### READING TEXT ###
On 15/10/2021 20:18, Jeffrey Haas wrote:
Working Group,
Now that the BFD YANG work is getting ready to pop out of the RFC
Editor's
queue, it's an appropriate time to finish the last minor details for the
BFD Unsolicited draft.
Previously, the draft had exited Working Group Last Call with minor
things
to be resolved, and a process question about where this draft should be
with
regards to the standard process. Our conversation with our Area
Director at
that time and other associated IESG members suggested that Proposed
Standard
status was appropriate.
Greg Mirsky had made a number of comments, several which have been at
least
partially addressed in the current version of the draft. Note that the
top
of the thread corresponds to the Working Group feedback during WGLC.
https://mailarchive.ietf.org/arch/msg/rtg-bfd/naYc-qtNmf8ZH2sRF8S76DqzgYc/
I encourage the Working Group to review the draft and the comments to
date.
After resolving them, I believe we're ready to have a shepherd writeup
and
send this to the IESG.
Jeff
My comments from 28oct21 and thereabouts, some of which were first made
in August 2020, have not been addressed (or are being ignored:-(
The IANA Considerations registers a different prefix to that in the YANG
module; this is a showstopper.
The Security Considerations for YANG modules are out-of-date. See the
pointer in YANG Guidelines, RFC8407. Fixing this will cause updates to
the I-D References.
The reference to bfd-yang is out of date - it is an RFC now.
YANG import MUST be Normative Reference (eg RFC8349)
Tom Petch
-----
Addressing points Greg has raised:
- "Does this document update RFC 5881?"
In my opinion, we're introducing no procedural changes vs. RFC
5880/5881.
### SUPPLIED MATERIAL ###
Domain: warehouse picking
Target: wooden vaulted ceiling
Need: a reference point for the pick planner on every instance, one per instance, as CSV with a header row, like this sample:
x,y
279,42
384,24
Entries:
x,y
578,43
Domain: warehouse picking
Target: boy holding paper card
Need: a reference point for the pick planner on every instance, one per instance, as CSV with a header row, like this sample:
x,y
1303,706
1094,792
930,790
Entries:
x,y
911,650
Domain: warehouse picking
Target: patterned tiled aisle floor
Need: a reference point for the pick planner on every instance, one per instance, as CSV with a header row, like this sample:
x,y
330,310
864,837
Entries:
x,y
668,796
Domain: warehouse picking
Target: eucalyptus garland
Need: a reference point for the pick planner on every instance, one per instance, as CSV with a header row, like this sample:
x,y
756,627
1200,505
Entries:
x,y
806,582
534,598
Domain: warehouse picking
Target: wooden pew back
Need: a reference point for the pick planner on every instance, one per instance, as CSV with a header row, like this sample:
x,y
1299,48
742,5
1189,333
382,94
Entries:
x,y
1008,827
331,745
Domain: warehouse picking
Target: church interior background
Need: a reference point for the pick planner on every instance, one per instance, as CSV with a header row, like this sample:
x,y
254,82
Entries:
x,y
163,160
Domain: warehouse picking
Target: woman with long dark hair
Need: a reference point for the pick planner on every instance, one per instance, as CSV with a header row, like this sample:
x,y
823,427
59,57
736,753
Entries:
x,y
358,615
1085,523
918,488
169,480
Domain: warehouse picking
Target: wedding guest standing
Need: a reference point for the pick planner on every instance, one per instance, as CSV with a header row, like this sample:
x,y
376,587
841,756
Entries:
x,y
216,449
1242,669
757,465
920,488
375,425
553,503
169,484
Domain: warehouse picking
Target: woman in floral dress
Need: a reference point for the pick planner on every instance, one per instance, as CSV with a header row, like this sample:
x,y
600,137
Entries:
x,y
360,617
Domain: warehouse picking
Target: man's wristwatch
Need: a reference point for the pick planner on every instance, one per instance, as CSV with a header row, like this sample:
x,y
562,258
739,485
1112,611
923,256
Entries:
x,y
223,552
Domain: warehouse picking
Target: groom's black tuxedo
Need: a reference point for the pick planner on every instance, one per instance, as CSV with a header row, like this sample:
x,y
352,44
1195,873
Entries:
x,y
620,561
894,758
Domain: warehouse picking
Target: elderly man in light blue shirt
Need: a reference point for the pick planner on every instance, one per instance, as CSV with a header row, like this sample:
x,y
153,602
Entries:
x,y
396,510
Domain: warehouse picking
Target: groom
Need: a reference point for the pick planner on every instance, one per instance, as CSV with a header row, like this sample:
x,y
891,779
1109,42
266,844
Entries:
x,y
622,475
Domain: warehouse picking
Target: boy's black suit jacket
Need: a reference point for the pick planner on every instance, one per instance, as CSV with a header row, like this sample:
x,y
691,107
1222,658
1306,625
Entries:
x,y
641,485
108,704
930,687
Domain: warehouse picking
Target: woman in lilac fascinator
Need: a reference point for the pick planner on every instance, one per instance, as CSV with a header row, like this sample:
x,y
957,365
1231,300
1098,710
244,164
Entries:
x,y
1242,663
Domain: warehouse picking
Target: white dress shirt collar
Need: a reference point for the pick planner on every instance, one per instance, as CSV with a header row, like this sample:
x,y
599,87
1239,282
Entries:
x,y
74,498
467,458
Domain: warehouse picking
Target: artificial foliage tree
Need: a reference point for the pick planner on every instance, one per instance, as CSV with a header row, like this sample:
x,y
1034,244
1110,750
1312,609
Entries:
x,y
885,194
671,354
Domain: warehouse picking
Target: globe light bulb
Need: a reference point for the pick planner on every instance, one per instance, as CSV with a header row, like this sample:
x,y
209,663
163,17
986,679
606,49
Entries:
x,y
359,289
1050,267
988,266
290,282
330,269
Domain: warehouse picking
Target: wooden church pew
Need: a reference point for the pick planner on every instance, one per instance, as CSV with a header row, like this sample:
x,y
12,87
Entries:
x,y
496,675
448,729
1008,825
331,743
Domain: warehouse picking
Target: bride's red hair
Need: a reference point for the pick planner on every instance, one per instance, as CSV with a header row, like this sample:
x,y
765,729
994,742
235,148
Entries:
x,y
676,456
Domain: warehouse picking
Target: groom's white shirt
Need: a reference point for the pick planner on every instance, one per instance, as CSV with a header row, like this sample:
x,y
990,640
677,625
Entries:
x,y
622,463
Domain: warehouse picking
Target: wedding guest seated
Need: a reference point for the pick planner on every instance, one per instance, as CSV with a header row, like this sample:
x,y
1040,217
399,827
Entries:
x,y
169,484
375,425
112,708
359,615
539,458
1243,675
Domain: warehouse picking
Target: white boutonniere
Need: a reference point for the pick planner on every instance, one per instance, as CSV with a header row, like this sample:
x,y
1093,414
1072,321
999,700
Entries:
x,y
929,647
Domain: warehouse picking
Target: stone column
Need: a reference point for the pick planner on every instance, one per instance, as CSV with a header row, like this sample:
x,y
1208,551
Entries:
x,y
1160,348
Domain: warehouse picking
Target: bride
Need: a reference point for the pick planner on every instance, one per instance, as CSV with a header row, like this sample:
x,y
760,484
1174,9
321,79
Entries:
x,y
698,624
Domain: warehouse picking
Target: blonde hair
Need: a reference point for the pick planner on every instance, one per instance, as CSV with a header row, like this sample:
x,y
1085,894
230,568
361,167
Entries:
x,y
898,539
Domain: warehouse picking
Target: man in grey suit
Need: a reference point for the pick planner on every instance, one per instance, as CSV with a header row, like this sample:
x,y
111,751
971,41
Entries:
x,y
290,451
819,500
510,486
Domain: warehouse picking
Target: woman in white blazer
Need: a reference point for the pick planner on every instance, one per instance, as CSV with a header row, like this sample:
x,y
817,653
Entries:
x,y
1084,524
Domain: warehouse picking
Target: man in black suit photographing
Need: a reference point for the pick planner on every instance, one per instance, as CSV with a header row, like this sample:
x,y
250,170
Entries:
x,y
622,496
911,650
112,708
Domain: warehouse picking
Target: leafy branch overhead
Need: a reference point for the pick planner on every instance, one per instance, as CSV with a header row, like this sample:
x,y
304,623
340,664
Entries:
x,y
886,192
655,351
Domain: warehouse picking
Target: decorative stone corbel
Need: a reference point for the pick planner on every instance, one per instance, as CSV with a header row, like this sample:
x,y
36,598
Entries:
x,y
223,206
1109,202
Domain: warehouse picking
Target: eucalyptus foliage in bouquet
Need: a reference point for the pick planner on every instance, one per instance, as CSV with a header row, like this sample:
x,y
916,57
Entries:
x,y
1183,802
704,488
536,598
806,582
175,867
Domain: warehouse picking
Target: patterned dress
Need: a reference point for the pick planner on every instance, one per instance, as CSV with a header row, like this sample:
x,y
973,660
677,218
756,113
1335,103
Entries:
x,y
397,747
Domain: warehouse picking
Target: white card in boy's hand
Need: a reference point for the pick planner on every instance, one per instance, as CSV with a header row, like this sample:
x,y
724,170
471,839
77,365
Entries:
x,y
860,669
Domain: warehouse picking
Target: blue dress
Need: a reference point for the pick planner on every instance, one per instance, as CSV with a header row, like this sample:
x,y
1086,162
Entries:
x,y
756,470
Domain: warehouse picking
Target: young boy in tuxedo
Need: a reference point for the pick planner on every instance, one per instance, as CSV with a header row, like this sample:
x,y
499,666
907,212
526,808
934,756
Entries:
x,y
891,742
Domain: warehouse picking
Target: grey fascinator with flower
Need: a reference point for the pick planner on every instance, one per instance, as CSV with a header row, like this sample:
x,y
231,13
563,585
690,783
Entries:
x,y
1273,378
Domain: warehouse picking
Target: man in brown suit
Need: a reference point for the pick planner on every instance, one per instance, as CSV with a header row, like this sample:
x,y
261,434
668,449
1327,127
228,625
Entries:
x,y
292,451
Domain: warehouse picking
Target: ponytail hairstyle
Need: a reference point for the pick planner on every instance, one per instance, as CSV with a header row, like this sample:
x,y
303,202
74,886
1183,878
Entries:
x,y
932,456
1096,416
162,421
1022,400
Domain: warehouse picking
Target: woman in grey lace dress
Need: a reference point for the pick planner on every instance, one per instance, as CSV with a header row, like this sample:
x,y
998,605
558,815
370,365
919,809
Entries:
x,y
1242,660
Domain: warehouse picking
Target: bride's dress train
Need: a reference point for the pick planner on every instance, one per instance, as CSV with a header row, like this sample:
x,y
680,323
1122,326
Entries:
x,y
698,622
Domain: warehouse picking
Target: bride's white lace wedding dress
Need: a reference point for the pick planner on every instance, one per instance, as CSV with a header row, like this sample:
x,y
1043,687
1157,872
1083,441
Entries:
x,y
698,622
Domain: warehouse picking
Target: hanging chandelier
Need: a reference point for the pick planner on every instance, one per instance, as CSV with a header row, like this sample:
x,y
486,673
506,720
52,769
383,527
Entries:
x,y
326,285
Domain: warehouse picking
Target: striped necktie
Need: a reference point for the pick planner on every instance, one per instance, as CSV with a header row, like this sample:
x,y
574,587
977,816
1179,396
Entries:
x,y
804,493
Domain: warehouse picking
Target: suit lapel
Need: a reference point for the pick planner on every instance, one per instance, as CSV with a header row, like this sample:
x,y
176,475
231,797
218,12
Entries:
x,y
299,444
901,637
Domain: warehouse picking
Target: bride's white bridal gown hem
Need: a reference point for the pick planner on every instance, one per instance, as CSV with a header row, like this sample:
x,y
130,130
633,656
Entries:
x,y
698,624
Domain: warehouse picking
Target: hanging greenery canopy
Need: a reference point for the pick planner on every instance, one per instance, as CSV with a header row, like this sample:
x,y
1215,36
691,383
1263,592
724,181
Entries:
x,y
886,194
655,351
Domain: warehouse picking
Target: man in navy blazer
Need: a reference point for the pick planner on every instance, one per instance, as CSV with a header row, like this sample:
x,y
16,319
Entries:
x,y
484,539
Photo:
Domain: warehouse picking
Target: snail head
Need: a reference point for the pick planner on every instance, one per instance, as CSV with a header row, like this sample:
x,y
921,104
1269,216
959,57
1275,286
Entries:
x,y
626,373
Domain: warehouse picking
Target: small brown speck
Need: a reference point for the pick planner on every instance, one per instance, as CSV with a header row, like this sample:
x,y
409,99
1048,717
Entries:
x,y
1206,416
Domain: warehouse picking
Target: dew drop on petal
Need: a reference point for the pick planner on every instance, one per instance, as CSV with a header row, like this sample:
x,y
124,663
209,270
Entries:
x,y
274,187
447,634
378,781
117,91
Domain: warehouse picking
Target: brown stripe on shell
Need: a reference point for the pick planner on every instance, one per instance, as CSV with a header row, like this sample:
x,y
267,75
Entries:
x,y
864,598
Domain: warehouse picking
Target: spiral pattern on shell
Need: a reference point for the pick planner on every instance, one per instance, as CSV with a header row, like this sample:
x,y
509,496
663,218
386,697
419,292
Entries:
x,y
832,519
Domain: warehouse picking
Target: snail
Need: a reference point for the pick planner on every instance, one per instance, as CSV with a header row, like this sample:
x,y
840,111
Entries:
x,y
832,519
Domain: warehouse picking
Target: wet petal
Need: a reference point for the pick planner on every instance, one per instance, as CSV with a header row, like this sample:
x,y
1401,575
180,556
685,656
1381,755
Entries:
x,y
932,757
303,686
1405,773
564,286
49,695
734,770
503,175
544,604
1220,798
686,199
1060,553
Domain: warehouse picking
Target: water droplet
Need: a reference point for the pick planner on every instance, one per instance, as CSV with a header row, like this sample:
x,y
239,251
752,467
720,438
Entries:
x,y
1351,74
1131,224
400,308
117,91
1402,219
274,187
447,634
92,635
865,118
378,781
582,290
###
REQUIRED WORK:
(1) Retype the email thread about the BFD Unsolicited draft word for word, everything from "Previously, the draft" down to "status was appropriate.".
(2) In the email thread about the BFD Unsolicited draft, restate the paragraph beginning "Previously, the draft had exited" in shorter form, keeping its main facts.
(3) Proceed with the email thread about the BFD Unsolicited draft, picking up after its last sentence.
The records are not required for any of this work.

RESPONSE LIST:
(1)
Previously, the draft had exited Working Group Last Call with minor
things
to be resolved, and a process question about where this draft should be
with
regards to the standard process. Our conversation with our Area
Director at
that time and other associated IESG members suggested that Proposed
Standard
status was appropriate.

(2) The draft had already left Working Group Last Call with minor items still to resolve and an open question about its place in the standards process. Discussions then with the Area Director and other IESG members suggested Proposed Standard status was appropriate.

(3)
The passive mode documented in RFC 5880 is being leveraged. We're
simply
not explicitly provisioning the session. Others in the WGLC thread
support not marking this as an update.
- "node-wise configuration"
I believe that has been addressed in the current version of the draft.
- Greg writes: "The fourth paragraph in Section 2 explains the handling
of
the first BFD control packet with Your Discriminator == 0, i.e., "it
does
not find an existing session with the same source address". What
happens
if the matching BFD session has been found?"
This case could use a small amount of normative text. For reference,
here
is the text from RFC 5880, §6.8.6:
: If the Your Discriminator field is zero, the session MUST be
: selected based on some combination of other fields, possibly
: including source addressing information, the My Discriminator
: field, and the interface over which the packet was received. The
: exact method of selection is application specific and is thus
: outside the scope of this specification. If a matching session is
: not found, a new session MAY be created, or the packet MAY be
: discarded. This choice is outside the scope of this
: specification.
One easy possibility is that there is an existing session, or one
that may
be failing shortly. Discarding the received packets in this
circumstance
until there is no existing session might be an appropriate response.
- Greg write: "Does that mean that there will be only one session
with the same source address despite different destination addresses
listed?"
One point of comparison is that the single-hop BFD YANG module is
indexed
on interface and destination address and not source address.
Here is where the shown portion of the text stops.